╭─ Extracted records
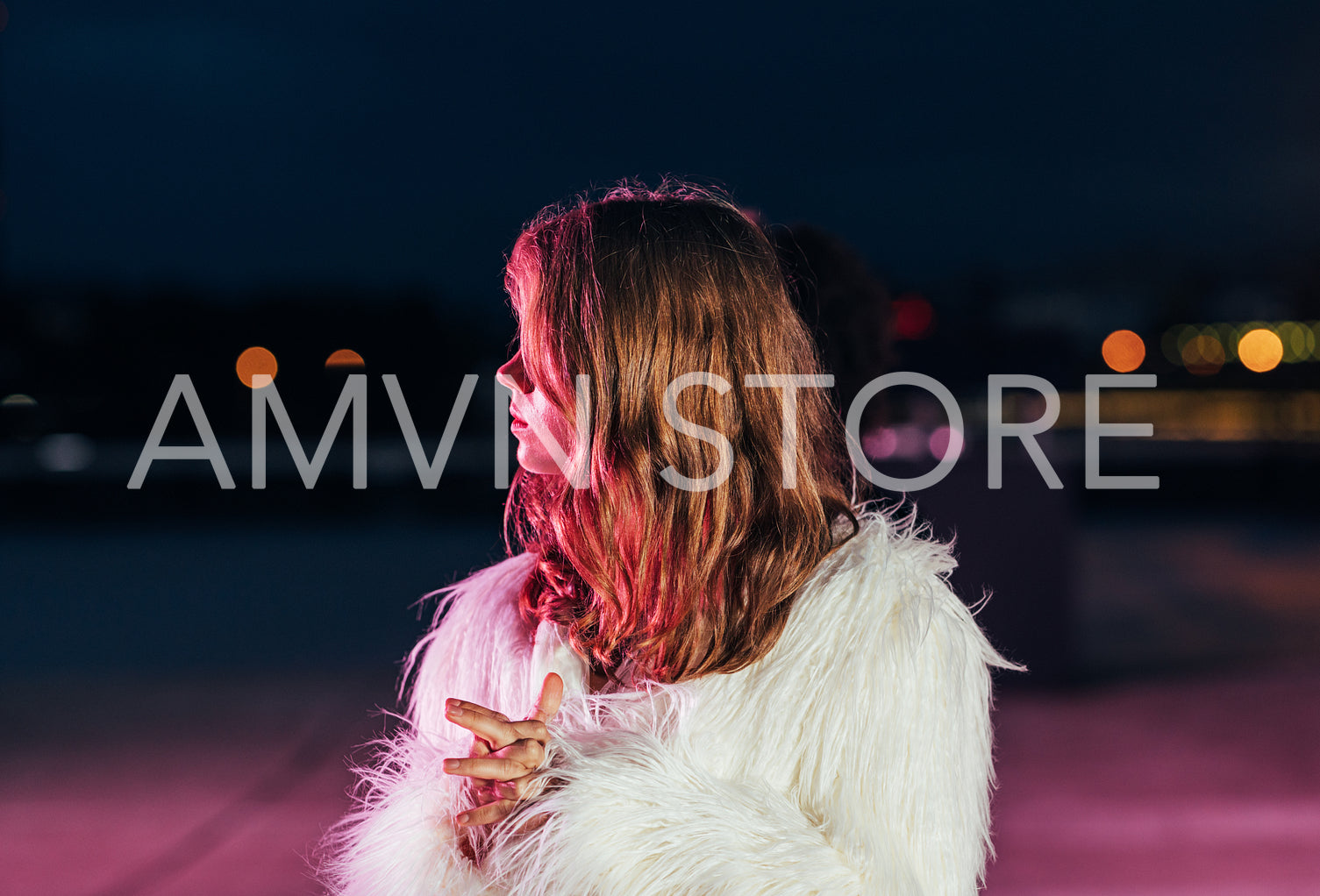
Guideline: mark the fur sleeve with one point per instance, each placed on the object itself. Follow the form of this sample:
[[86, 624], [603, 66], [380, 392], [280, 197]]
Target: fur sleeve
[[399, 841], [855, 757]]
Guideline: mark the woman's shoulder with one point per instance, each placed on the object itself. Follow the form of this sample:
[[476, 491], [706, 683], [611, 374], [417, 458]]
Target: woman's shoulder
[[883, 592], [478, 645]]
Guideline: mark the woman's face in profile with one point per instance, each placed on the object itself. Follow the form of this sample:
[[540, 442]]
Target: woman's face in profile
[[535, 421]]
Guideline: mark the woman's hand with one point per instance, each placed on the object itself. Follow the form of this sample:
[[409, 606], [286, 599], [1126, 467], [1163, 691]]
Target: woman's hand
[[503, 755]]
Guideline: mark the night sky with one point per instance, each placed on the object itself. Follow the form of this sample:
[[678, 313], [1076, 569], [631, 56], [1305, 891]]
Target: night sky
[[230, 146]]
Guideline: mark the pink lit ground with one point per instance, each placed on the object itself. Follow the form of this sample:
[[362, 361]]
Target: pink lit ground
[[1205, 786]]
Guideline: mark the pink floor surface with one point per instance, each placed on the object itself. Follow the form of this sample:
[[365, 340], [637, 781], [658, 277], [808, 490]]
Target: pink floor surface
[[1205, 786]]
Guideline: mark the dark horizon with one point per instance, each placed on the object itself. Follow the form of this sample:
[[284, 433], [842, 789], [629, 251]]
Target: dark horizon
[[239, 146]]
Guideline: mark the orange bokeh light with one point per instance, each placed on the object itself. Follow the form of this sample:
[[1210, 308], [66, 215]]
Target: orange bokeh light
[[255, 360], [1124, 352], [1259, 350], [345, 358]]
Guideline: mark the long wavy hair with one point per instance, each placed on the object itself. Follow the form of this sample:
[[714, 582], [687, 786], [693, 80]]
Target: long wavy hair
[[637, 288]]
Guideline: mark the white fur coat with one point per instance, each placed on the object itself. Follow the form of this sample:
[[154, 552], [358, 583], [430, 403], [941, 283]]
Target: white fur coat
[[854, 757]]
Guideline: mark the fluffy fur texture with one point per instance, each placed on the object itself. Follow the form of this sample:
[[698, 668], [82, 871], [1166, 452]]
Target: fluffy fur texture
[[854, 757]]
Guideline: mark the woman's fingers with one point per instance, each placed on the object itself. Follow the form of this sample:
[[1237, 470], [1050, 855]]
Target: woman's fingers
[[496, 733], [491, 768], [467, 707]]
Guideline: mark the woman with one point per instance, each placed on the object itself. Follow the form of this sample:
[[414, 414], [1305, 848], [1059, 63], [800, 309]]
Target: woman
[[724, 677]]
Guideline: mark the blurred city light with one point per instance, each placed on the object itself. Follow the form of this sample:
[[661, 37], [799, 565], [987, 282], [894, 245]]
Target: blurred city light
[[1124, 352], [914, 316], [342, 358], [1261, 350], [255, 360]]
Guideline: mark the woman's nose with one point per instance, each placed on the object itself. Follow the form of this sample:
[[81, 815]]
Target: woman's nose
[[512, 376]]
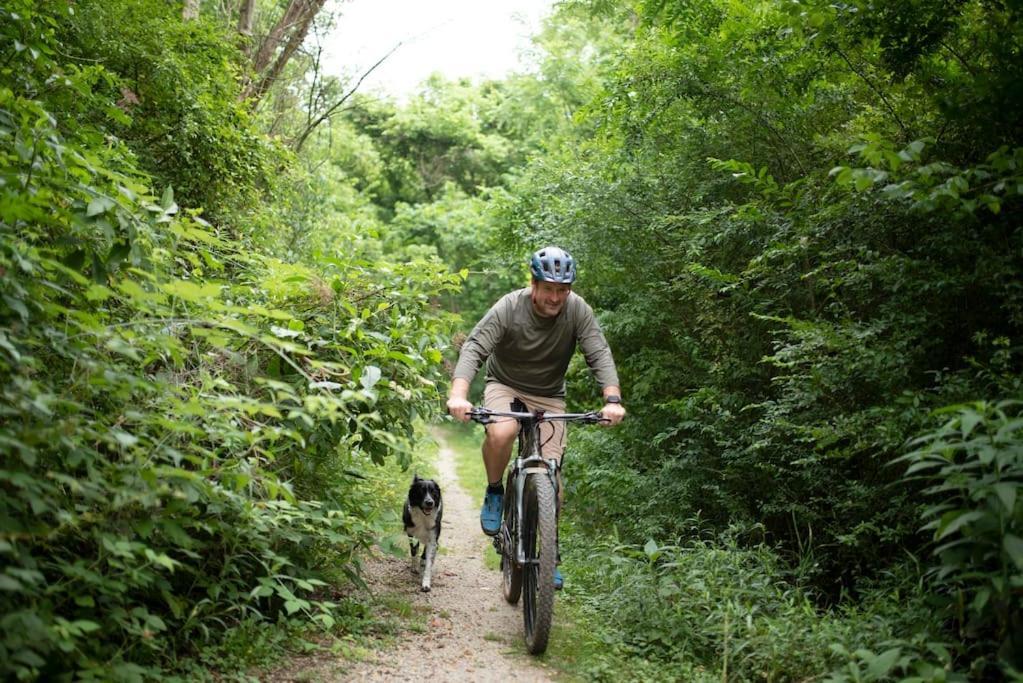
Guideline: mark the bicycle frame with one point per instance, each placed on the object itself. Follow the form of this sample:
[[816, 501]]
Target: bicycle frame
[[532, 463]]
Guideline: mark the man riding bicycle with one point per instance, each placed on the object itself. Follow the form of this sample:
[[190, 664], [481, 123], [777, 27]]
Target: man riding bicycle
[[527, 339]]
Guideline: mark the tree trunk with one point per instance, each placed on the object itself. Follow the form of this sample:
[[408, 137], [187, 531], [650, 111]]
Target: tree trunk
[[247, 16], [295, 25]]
╰─
╭─ Extracted records
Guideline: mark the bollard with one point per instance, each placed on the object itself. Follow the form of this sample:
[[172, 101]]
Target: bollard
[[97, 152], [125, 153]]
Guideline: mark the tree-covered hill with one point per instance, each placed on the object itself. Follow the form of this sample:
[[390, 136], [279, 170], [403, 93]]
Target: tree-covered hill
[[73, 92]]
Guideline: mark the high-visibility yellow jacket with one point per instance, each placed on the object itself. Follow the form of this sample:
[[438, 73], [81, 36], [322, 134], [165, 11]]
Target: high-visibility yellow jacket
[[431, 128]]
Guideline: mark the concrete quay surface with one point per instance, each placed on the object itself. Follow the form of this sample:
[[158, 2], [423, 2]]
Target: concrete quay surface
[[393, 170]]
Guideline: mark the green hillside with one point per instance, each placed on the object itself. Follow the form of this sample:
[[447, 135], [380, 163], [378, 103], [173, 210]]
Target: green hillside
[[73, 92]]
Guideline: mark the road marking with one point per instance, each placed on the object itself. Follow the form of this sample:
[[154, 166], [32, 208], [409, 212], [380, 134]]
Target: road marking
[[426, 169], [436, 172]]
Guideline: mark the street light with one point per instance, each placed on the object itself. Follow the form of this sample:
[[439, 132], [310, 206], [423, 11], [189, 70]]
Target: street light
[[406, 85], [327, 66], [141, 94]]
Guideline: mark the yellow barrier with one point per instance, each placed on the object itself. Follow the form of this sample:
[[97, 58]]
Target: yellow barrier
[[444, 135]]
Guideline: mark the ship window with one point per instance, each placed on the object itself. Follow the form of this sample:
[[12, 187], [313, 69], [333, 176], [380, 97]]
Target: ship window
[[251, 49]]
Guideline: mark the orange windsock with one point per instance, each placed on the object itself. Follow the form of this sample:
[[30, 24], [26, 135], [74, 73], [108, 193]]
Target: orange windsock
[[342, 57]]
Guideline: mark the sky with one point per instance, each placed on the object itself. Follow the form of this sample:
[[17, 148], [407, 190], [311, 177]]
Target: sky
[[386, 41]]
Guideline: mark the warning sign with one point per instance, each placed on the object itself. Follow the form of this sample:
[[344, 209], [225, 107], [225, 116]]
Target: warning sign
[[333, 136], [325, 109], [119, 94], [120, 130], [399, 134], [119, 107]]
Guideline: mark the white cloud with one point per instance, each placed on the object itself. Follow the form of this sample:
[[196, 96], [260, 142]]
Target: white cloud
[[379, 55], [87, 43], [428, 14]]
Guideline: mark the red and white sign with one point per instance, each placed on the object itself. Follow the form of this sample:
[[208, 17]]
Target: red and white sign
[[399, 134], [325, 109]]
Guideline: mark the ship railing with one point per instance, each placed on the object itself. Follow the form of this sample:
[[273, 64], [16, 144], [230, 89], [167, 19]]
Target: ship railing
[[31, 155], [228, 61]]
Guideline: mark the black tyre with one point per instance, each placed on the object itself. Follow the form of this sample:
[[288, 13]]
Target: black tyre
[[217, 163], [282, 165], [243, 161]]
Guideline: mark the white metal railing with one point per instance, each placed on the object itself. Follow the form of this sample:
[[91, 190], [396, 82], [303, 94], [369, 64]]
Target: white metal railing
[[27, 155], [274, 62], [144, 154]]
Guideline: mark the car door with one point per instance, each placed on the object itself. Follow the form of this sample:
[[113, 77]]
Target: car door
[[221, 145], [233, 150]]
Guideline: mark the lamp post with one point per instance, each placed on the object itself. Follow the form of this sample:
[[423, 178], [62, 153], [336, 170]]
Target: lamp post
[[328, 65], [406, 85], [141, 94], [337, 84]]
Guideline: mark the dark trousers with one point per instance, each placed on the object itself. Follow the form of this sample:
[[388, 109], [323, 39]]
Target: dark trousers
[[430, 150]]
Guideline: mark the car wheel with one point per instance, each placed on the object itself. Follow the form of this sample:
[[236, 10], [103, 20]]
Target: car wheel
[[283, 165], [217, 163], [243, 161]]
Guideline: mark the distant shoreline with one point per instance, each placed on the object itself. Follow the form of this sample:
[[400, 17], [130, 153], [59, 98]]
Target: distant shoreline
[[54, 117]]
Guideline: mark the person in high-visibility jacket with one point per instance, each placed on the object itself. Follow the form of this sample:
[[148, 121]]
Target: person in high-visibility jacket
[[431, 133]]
╰─
**Requirement:**
Rewrite the stretch of lines from the one containing "Guideline: mark the orange windsock" through the one containing "[[379, 55], [87, 43], [428, 14]]", requests included. Shift every point coordinate in the answers by adding 85 to it.

**Solution:**
Guideline: mark the orange windsock with one point per instance, each placed on the object itself. Follow the form of this sample:
[[30, 24], [26, 135], [74, 73], [108, 193]]
Target: orange windsock
[[427, 142]]
Guideline: mark the sky with one point per instance, each placed on the object itself. Follow the form of this sample:
[[17, 148], [407, 190], [311, 177]]
Target: sky
[[471, 126]]
Guideline: mark the warning sign with one point per instance, each placed on the object itself. Follow the form of this sample:
[[344, 209], [225, 107], [225, 116]]
Target: warning sign
[[418, 221], [410, 194], [204, 179], [205, 215], [484, 219], [204, 192]]
Guideline: mark the white cloud with one point per instance, each placed on the object itself. Follow the form of this sample:
[[196, 96], [260, 142]]
Target: white cloud
[[464, 140], [172, 128], [513, 99]]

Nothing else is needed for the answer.